START RECORDS FOR THIS EXERCISE
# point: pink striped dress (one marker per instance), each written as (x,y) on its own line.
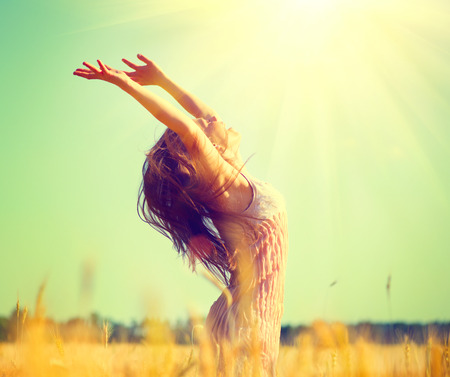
(254,306)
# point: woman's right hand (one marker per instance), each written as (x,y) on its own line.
(105,73)
(148,74)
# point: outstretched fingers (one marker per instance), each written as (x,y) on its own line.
(130,64)
(102,66)
(91,67)
(144,59)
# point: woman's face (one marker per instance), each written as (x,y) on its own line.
(227,140)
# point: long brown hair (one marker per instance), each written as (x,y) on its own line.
(175,201)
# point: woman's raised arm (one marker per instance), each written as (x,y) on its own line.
(162,110)
(152,74)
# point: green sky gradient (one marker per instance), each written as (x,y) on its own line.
(344,108)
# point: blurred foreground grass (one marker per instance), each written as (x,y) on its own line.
(307,358)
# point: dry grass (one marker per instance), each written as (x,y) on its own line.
(309,358)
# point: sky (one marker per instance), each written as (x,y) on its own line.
(342,105)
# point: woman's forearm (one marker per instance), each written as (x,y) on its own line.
(190,102)
(162,110)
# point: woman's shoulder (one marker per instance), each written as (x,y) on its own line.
(266,201)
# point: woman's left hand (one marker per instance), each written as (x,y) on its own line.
(105,73)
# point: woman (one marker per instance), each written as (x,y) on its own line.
(196,191)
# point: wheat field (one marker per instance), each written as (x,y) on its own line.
(42,352)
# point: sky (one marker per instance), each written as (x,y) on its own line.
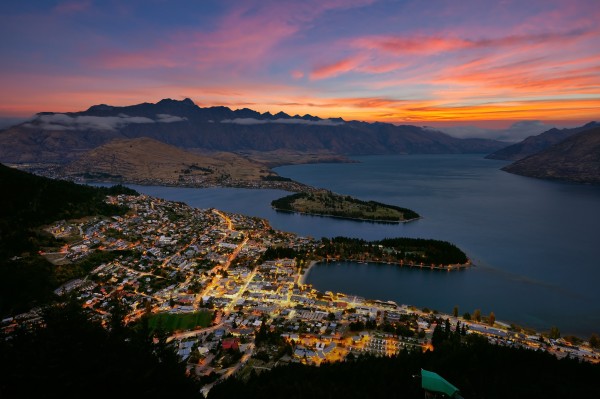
(492,65)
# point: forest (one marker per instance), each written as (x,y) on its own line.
(326,203)
(393,250)
(29,201)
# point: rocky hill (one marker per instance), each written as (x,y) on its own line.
(575,159)
(534,144)
(62,137)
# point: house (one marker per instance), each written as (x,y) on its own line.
(230,343)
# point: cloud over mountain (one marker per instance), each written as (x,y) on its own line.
(84,122)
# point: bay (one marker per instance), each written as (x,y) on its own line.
(535,243)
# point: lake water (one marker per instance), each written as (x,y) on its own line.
(535,243)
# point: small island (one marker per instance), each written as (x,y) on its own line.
(326,203)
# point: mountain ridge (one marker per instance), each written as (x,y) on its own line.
(574,159)
(534,144)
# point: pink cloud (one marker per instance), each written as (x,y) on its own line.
(334,69)
(68,7)
(399,45)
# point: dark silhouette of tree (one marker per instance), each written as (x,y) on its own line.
(554,333)
(595,341)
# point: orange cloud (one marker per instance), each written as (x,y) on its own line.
(334,69)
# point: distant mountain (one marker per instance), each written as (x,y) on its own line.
(575,159)
(62,137)
(534,144)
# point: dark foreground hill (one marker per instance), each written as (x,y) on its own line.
(575,159)
(534,144)
(57,138)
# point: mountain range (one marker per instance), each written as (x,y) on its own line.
(534,144)
(62,137)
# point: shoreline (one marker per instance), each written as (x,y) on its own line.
(446,268)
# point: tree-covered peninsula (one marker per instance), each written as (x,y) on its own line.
(326,203)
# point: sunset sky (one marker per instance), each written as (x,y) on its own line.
(434,62)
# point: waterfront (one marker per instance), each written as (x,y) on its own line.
(534,242)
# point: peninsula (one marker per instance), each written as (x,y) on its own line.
(326,203)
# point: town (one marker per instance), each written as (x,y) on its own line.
(230,300)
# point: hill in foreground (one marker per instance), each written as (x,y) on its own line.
(575,159)
(29,201)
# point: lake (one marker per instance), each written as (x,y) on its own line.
(535,243)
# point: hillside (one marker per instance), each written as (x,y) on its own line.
END RECORDS FOR THIS EXERCISE
Only the lines from the one containing "# point: dark foreground" through the last line of the records are to be set down, exactly as they appear.

**RESULT FOR THIS TASK**.
# point: dark foreground hill (one marker per instance), each written as (x,y) on its own line.
(575,159)
(534,144)
(57,138)
# point: mountain range (one marker per instance), each written as (x,y) on its own line.
(534,144)
(62,137)
# point: shoreline (one marker per instance), each written as (x,y) on its own line.
(446,268)
# point: tree-covered peninsula (one marker per instance), each written as (x,y) on its own line.
(326,203)
# point: sunset sky (one marker per instance), each written as (x,y) on its own line.
(434,62)
# point: waterfront (one marker per instance), each written as (x,y) on its own line.
(534,242)
# point: peninsula (one marker per instance), each written as (x,y) on its own line.
(326,203)
# point: town (one marker per instance), each written as (x,y) on its own line.
(230,300)
# point: hill in foreground (one marker per instance), each written as (x,y) on its own line.
(575,159)
(29,201)
# point: lake (one marker per instance), each written as (x,y) on its own line.
(535,243)
# point: hillside (one marker per instance), each written as (x,y) on its own line.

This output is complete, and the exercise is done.